═══ Dokumen Sumber ═══

Kamis, 20 November 2025

RUU Hukum Acara Perdata Didorong Segera Disahkan, Era Digital Tuntut Reformasi dari Warisan Kolonial

Dorongan untuk segera memperbarui Kitab Hukum Acara Perdata semakin menguat. 

Penulis: Gita Irawan
Editor: Dodi Esvandi
Tribunnews/Gita Irawan
Asosiasi Dosen Hukum Acara Perdata Indonesia (ADHAPER) menggelar konferensi bertajuk Upgrading Hukum Acara Perdata di Aula Gedung GRHA William Soeryadjaya Universitas Kristen Indonesia (UKI) Jakarta pada Rabu (19/11/2025). Acara juga dihadiri oleh Ketua Mahkamah Agung (MA) Sunarto dan Wakil Menteri Hukum Edward (Eddy) Omar Sharif Hiariej. 

TRIBUNNEWS.COM, JAKARTA – Dorongan untuk segera memperbarui Kitab Hukum Acara Perdata semakin menguat. 

Wakil Menteri Hukum RI, Edward Omar Sharif Hiariej, menegaskan perlunya sistem hukum acara perdata berbasis teknologi informasi agar tidak tertinggal di era revolusi industri 5.0.

═══

### Tugas yang Dikerjakan
A) Tentukan apakah setiap pernyataan berikut sesuai dengan berita tentang RUU Hukum Acara Perdata. Jawab ya atau tidak, lalu kutip persis kata-kata penentunya dari berita itu. (i) Konferensi ADHAPER digelar di Universitas Kristen Indonesia Jakarta. (ii) Konferensi itu berlangsung pada hari Kamis. (iii) Editor berita ini adalah Gita Irawan.
B) Tuliskan kembali persis sebuah bagian dari berita tentang RUU Hukum Acara Perdata. Mulailah dari kata-kata yang memuat "Penulis: Gita Irawan", lalu berhenti setelah "revolusi industri 5.0.".

═══ Data yang Disediakan ═══

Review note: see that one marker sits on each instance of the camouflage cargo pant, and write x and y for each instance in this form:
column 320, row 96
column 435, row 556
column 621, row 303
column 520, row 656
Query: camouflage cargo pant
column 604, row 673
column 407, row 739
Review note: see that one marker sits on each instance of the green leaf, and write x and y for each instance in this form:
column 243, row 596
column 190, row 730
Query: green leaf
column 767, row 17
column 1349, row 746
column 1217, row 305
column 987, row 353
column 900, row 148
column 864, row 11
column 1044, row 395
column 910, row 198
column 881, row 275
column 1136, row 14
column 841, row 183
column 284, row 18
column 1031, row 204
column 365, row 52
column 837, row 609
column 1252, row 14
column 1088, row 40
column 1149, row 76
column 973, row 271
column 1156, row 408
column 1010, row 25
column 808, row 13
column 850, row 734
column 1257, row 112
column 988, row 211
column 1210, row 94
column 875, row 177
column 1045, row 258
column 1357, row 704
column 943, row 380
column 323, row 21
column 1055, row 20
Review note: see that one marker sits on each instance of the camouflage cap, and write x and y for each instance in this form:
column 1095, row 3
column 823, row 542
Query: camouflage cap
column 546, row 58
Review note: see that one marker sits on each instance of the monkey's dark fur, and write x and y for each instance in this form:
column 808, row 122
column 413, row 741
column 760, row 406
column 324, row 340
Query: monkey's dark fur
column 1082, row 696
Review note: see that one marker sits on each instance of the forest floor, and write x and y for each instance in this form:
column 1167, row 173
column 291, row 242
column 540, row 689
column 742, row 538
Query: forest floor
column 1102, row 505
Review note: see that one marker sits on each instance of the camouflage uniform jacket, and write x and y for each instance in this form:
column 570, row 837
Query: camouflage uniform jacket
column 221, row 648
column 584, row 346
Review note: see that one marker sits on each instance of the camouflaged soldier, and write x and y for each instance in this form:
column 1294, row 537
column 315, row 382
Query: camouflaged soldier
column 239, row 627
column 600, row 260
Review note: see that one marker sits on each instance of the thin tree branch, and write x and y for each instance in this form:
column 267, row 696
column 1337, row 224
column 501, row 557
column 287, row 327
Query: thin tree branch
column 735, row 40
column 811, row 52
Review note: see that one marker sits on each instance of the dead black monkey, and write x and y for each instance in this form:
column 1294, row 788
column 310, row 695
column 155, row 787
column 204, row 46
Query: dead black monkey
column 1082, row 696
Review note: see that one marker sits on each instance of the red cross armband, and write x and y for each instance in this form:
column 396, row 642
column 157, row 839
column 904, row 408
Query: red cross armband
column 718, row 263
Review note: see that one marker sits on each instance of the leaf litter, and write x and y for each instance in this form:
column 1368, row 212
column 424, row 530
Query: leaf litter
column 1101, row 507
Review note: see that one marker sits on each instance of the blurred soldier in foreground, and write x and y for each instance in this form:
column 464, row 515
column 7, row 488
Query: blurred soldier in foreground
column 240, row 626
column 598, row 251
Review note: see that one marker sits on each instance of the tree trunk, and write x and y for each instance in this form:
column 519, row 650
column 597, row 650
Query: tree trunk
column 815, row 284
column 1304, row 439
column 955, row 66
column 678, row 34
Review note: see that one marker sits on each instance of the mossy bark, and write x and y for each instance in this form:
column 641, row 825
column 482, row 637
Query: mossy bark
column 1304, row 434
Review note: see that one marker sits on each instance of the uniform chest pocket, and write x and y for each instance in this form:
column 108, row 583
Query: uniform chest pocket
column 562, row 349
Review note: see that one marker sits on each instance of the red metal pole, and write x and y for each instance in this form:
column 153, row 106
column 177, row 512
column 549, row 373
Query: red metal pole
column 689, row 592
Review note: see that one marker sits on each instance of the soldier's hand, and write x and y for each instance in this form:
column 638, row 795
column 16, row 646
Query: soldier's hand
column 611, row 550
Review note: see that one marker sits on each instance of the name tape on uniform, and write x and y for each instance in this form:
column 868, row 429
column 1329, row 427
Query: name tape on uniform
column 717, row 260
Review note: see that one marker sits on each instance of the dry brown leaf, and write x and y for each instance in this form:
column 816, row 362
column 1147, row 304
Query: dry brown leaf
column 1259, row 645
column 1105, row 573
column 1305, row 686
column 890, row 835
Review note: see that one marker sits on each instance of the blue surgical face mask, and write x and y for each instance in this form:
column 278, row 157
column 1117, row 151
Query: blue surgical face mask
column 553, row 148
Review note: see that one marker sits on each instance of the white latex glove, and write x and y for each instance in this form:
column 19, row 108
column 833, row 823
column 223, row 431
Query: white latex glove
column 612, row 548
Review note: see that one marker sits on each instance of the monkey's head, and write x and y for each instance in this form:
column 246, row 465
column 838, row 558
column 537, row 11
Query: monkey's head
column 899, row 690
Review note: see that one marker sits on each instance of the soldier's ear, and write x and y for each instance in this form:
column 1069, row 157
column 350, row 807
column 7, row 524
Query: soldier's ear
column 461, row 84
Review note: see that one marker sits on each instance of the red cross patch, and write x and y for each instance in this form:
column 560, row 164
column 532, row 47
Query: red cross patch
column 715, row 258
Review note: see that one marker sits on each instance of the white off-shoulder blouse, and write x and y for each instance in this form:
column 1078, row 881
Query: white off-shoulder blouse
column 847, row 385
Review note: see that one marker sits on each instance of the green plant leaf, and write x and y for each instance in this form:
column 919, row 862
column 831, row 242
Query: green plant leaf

═══

### Hasil Berurutan
A)
(i) Ya: "di Aula Gedung GRHA William Soeryadjaya Universitas Kristen Indonesia (UKI) Jakarta"
(ii) Tidak: "pada Rabu (19/11/2025)"
(iii) Tidak: "Editor: Dodi Esvandi"

B)
Penulis: Gita Irawan
Editor: Dodi Esvandi
Tribunnews/Gita Irawan
Asosiasi Dosen Hukum Acara Perdata Indonesia (ADHAPER) menggelar konferensi bertajuk Upgrading Hukum Acara Perdata di Aula Gedung GRHA William Soeryadjaya Universitas Kristen Indonesia (UKI) Jakarta pada Rabu (19/11/2025). Acara juga dihadiri oleh Ketua Mahkamah Agung (MA) Sunarto dan Wakil Menteri Hukum Edward (Eddy) Omar Sharif Hiariej. 

TRIBUNNEWS.COM, JAKARTA – Dorongan untuk segera memperbarui Kitab Hukum Acara Perdata semakin menguat. 

Wakil Menteri Hukum RI, Edward Omar Sharif Hiariej, menegaskan perlunya sistem hukum acara perdata berbasis teknologi informasi agar tidak tertinggal di era revolusi industri 5.0.